Goal of the exercise:
Repeat the records in full. No pictures belong in the copy.

Supplied material:
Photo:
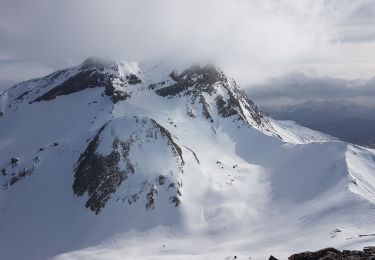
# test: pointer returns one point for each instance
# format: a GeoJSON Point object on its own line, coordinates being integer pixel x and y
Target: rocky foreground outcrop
{"type": "Point", "coordinates": [331, 253]}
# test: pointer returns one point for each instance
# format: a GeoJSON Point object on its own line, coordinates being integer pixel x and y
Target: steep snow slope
{"type": "Point", "coordinates": [118, 160]}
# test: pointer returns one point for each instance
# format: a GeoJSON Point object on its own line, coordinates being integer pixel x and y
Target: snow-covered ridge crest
{"type": "Point", "coordinates": [157, 157]}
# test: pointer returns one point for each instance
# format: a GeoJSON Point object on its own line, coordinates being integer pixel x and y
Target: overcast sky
{"type": "Point", "coordinates": [253, 40]}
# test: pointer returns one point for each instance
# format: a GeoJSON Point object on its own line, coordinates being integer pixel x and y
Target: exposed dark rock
{"type": "Point", "coordinates": [331, 253]}
{"type": "Point", "coordinates": [133, 79]}
{"type": "Point", "coordinates": [89, 77]}
{"type": "Point", "coordinates": [150, 198]}
{"type": "Point", "coordinates": [23, 95]}
{"type": "Point", "coordinates": [193, 81]}
{"type": "Point", "coordinates": [98, 63]}
{"type": "Point", "coordinates": [197, 80]}
{"type": "Point", "coordinates": [175, 200]}
{"type": "Point", "coordinates": [165, 133]}
{"type": "Point", "coordinates": [20, 175]}
{"type": "Point", "coordinates": [161, 179]}
{"type": "Point", "coordinates": [14, 160]}
{"type": "Point", "coordinates": [98, 175]}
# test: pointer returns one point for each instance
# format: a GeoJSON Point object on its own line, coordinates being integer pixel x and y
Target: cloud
{"type": "Point", "coordinates": [252, 40]}
{"type": "Point", "coordinates": [298, 88]}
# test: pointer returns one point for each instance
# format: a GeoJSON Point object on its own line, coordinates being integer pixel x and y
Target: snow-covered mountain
{"type": "Point", "coordinates": [111, 160]}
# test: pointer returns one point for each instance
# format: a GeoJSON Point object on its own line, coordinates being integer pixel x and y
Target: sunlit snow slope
{"type": "Point", "coordinates": [111, 160]}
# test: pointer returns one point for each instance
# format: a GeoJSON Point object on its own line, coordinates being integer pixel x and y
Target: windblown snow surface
{"type": "Point", "coordinates": [124, 161]}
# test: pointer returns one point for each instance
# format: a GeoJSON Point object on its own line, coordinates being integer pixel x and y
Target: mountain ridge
{"type": "Point", "coordinates": [124, 152]}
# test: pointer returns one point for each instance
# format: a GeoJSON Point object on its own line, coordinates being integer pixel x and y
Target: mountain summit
{"type": "Point", "coordinates": [126, 160]}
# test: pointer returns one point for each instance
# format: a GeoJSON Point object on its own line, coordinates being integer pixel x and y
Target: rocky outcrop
{"type": "Point", "coordinates": [368, 253]}
{"type": "Point", "coordinates": [227, 99]}
{"type": "Point", "coordinates": [100, 174]}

Response area:
Photo:
# test: pointer returns one point for each instance
# format: a GeoJSON Point object on its own line, coordinates being integer pixel x and y
Target: rocky foreground outcrop
{"type": "Point", "coordinates": [331, 253]}
# test: pointer returns one point for each instance
# format: a GeoJSON Point object on its own line, coordinates being integer pixel x and y
Target: steep snow slope
{"type": "Point", "coordinates": [118, 160]}
# test: pointer returns one point for each instance
# format: a GeoJSON Point object on its own line, coordinates being integer pixel x and y
Target: snow-covered ridge crest
{"type": "Point", "coordinates": [157, 157]}
# test: pointer returns one point for each instance
# format: a GeoJSON Point object on its own line, coordinates being integer pixel x and y
Target: overcast sky
{"type": "Point", "coordinates": [253, 40]}
# test: pointer returns one point for each instance
# format: a GeoJSON Point object on its own line, coordinates being integer pixel x and y
Target: exposed dark rock
{"type": "Point", "coordinates": [331, 253]}
{"type": "Point", "coordinates": [133, 79]}
{"type": "Point", "coordinates": [89, 77]}
{"type": "Point", "coordinates": [150, 198]}
{"type": "Point", "coordinates": [23, 95]}
{"type": "Point", "coordinates": [193, 81]}
{"type": "Point", "coordinates": [98, 63]}
{"type": "Point", "coordinates": [197, 80]}
{"type": "Point", "coordinates": [175, 200]}
{"type": "Point", "coordinates": [165, 133]}
{"type": "Point", "coordinates": [20, 175]}
{"type": "Point", "coordinates": [161, 179]}
{"type": "Point", "coordinates": [14, 160]}
{"type": "Point", "coordinates": [98, 175]}
# test: pointer returns one point for each instance
# format: a GeoJSON Point object on its own line, coordinates being integer pixel x and y
Target: cloud
{"type": "Point", "coordinates": [252, 40]}
{"type": "Point", "coordinates": [298, 88]}
# test: pointer returns one point for each instance
# format: a GeoJSON Point object on its own line, coordinates being integer pixel x and y
Target: snow-covered mountain
{"type": "Point", "coordinates": [111, 160]}
# test: pointer returns one point for each instance
# format: a GeoJSON Point object on its own line, coordinates being integer pixel x and y
Target: sunlit snow slope
{"type": "Point", "coordinates": [111, 160]}
# test: pointer returns one point for each instance
# format: a GeoJSON Point object on its own line, coordinates being integer pixel x and y
Target: windblown snow surface
{"type": "Point", "coordinates": [124, 161]}
# test: pointer returns one point for each instance
# format: a GeoJSON Point object on its own line, coordinates being integer pixel x and y
Target: mountain ridge
{"type": "Point", "coordinates": [124, 152]}
# test: pointer returns one point for each instance
# format: a GeoJSON Point object on its own line, coordinates being integer pixel x and y
Target: mountain summit
{"type": "Point", "coordinates": [126, 160]}
# test: pointer returns one point for each instance
# format: a GeoJSON Point object on its own line, coordinates being integer pixel x and y
Target: rocky outcrop
{"type": "Point", "coordinates": [368, 253]}
{"type": "Point", "coordinates": [227, 99]}
{"type": "Point", "coordinates": [100, 174]}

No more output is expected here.